Each record has to be repeated exactly as given.

*** SOURCE DATA ***

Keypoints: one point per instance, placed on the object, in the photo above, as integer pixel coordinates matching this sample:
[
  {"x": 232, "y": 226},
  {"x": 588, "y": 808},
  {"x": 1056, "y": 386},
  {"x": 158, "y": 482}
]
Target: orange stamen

*** End of SOURCE DATA ***

PROBLEM SOLUTION:
Keypoints: one point per instance, placed on the object, in the photo above, as integer pixel coordinates matching this sample:
[
  {"x": 232, "y": 226},
  {"x": 588, "y": 808},
  {"x": 1056, "y": 386},
  {"x": 158, "y": 482}
]
Target: orange stamen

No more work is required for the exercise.